• **Ihre Aufgabe**: Fassen Sie den Text über den Alten Kranen in zwei Sätzen zusammen.
===== Zitierter Text
Bei der Frage nach dem tiefsten Punkt in Würzburg würden Zyniker vielleicht das Rathaus nennen. Nimmt man die Frage aber ernst und ausschließlich geografisch dürften auch Alteingesessene ins Grübeln kommen. Nach Angaben der städtischen Infobroschüre „Würzburg in Zahlen“ ist es der Alte Kranen am Mainufer, der 166 Meter über dem Meeresspiegel liegt und damit Würzburgs Tiefpunkt darstellt. In diesem Jahr jährt sich sein Baubeginn zum 250. Mal. Zu diesem Jubiläum lädt der Main-Franken-Kreis am Samstag, 2. September, 11 Uhr, zu einer Feierstunde am Baudenkmal ein.
Auf der Liste der am meisten fotografierten Sehenswürdigkeiten gehört der Alte Kranen mit seinen markanten Auslegern neben Residenz, Festung, Käppele, Falkenhaus, Marienkapelle und Alter Mainbrücke zu den Top Ten der Tourismus-Stadt. Als Anfang September 1767 mit seinem Bau begonnen wurde, wollte der regierende Fürstbischof Adam Friedrich von Seinsheim dem Güter- und Handelsverkehr auf dem Main neuen Schwung verleihen. Er beauftragte mit der Planung den Ingenieur und Architekten Franz Ignaz Michael Neumann, einen Sohn des Residenz-Baumeisters Balthasar Neumann. Es dauerte sechs Jahre bis der Kran Anfang September 1773 schließlich in Betrieb genommen werden konnte. Der Neubau ersetzte damals eine einfachere Krankonstruktion aus dem Jahr 1560.
==========
===== Datensätze
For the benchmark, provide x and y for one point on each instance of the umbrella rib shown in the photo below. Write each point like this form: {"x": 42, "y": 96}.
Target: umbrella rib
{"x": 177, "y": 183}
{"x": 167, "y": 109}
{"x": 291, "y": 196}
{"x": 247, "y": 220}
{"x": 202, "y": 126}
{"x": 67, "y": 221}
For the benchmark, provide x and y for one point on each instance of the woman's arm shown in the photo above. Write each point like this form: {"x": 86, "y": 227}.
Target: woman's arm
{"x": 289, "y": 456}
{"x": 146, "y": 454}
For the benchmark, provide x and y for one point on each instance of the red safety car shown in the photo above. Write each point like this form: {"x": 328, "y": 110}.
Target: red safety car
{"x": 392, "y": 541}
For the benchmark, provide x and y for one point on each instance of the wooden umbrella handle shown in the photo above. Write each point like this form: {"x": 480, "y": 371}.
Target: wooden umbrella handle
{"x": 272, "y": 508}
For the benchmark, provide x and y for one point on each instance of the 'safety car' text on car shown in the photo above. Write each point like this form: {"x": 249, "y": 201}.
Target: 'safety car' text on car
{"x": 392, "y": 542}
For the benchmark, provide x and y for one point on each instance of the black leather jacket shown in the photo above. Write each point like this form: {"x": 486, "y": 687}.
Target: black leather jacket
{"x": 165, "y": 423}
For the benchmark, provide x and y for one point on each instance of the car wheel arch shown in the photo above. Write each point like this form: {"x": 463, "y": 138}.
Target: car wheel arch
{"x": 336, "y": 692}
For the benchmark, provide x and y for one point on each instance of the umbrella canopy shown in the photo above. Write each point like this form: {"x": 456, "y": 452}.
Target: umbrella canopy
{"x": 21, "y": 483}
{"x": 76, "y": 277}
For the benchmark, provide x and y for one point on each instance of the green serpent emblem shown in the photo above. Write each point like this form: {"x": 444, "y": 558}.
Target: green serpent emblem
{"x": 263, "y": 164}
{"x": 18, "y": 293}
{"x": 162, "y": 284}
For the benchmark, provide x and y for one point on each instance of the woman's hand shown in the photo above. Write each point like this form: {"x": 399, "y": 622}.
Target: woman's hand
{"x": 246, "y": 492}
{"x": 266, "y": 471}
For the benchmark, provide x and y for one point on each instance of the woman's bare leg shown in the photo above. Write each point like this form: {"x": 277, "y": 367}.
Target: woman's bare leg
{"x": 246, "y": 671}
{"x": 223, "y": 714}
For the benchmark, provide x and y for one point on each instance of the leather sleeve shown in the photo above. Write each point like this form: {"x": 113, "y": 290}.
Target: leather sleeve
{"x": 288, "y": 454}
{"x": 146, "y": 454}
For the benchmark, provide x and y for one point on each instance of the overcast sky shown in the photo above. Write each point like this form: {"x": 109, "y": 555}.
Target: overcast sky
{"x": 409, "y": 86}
==========
• **Ihre Antwort**: Der Alte Kranen am Würzburger Mainufer liegt laut der Broschüre „Würzburg in Zahlen“ 166 Meter über dem Meeresspiegel und ist damit der tiefste Punkt der Stadt; zum 250. Jahrestag seines Baubeginns lädt der Main-Franken-Kreis am 2. September zu einer Feierstunde ein. Fürstbischof Adam Friedrich von Seinsheim ließ ihn ab 1767 nach Plänen von Franz Ignaz Michael Neumann bauen, um den Handelsverkehr auf dem Main zu beleben, und der 1773 in Betrieb genommene Kran ersetzte eine einfachere Konstruktion aus dem Jahr 1560.